-- Given records follows --
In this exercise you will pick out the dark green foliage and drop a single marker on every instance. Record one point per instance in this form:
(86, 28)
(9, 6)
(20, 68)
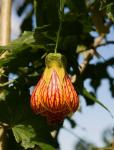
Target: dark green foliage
(25, 59)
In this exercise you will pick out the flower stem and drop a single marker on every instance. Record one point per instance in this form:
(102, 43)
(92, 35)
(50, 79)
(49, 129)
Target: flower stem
(58, 35)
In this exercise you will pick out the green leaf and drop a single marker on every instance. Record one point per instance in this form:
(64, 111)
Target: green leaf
(93, 98)
(24, 135)
(28, 137)
(110, 11)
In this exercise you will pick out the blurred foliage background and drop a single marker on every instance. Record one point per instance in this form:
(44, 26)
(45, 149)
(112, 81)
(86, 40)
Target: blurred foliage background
(22, 63)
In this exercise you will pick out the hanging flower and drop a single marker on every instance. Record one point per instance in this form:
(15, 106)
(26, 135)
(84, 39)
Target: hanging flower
(54, 95)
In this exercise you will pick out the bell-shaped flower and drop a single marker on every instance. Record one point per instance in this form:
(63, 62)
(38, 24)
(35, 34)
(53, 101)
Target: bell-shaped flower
(54, 95)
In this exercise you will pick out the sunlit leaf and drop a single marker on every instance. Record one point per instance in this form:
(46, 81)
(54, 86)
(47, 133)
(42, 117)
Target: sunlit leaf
(93, 98)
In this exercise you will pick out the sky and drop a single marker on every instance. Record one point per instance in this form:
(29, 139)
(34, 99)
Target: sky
(93, 120)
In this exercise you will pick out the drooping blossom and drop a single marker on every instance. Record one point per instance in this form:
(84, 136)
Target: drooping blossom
(54, 95)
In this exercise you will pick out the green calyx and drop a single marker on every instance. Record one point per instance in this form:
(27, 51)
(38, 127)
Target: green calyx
(55, 58)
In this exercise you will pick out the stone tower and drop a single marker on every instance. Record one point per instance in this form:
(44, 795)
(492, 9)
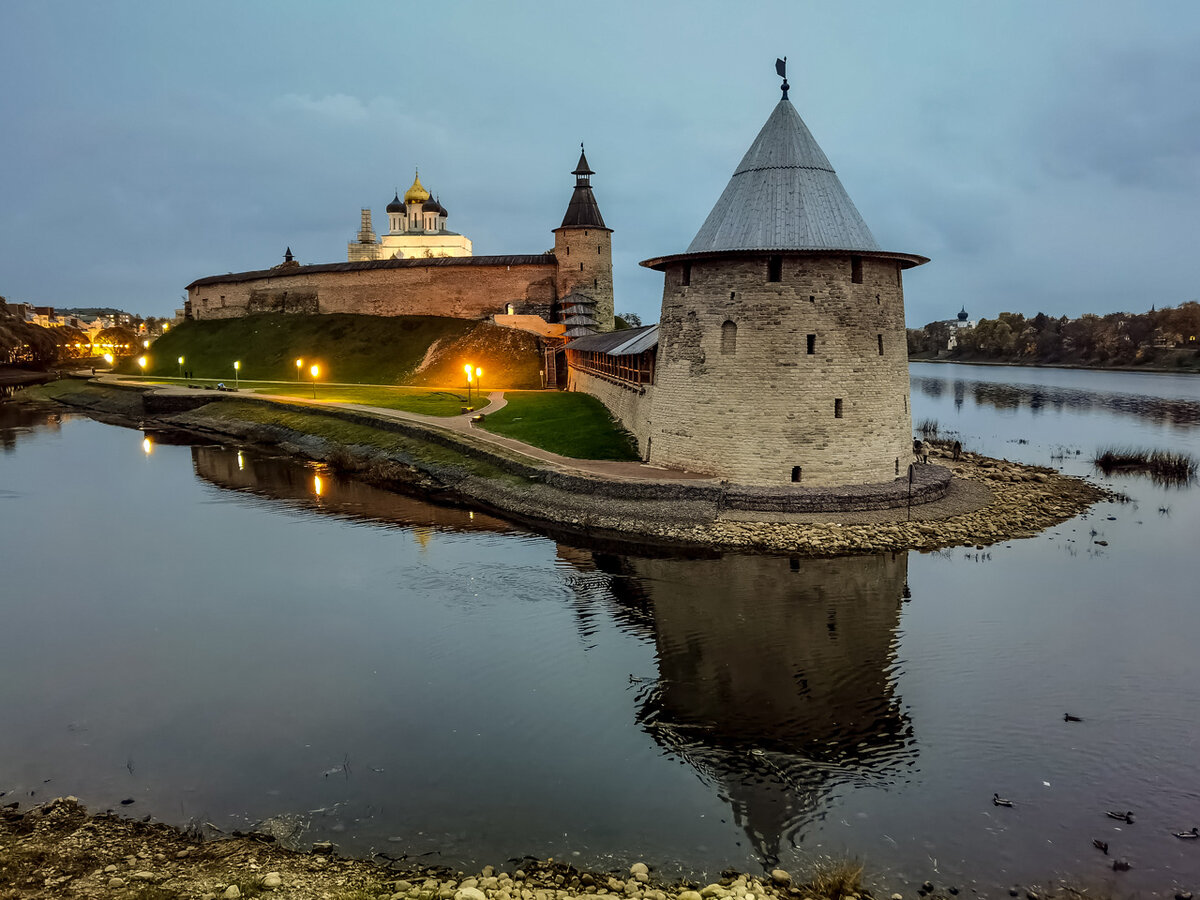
-- Given records concluded --
*The problem*
The records above, minus their pictures, are to be returned verbatim.

*Problem solution*
In this exercise you will pick out the dark green foliage and drop a single marker on every instance. Record one point per instance in this form:
(86, 28)
(9, 6)
(20, 68)
Target: dark green foliage
(25, 59)
In this exercise you will pick out the flower stem and drop a single marker on every instance. Record one point per instance in this form:
(102, 43)
(92, 35)
(50, 79)
(49, 129)
Target: flower stem
(58, 35)
In this exercise you will pick out the green leaf and drop a single marker on every instance. Record one point per instance in this form:
(64, 111)
Target: green leaf
(93, 98)
(24, 135)
(28, 137)
(110, 11)
In this exercise you will pick out the blurred foliage background and drop a single marker on every instance. Record one point per instance in this form:
(44, 26)
(45, 149)
(112, 81)
(86, 40)
Target: blurred foliage background
(22, 63)
In this exercise you will pick out the hanging flower and drop a single marker on every instance. Record one point per instance in this form:
(15, 106)
(26, 135)
(84, 39)
Target: hanging flower
(54, 95)
In this exercise you will pick out the bell-shaped flower and drop a single marker on every instance. Record one point per instance in this form:
(63, 62)
(38, 24)
(35, 34)
(53, 101)
Target: bell-shaped flower
(54, 95)
In this exercise you will pick out the sunlit leaf and drop a single marker on every instance. Record one point per instance in this form:
(46, 81)
(54, 86)
(47, 133)
(42, 117)
Target: sunlit leaf
(93, 98)
In this exercise you will pick out the sky and drop a single marker on every instance. Record one point per instance in this form:
(29, 139)
(34, 99)
Target: sky
(93, 120)
In this exercise you will pick out the drooping blossom and drop a single marker on every instance. Record one point per instance in this form:
(84, 136)
Target: drooping blossom
(54, 95)
In this exercise you will pick out the green calyx and drop a single marker on every instance. Record one point per instance in this form:
(27, 51)
(38, 127)
Target: green calyx
(55, 58)
In this exercise you will pick out the stone tower and drop a single marker on every instance. Record one point per instance in this form:
(44, 795)
(492, 9)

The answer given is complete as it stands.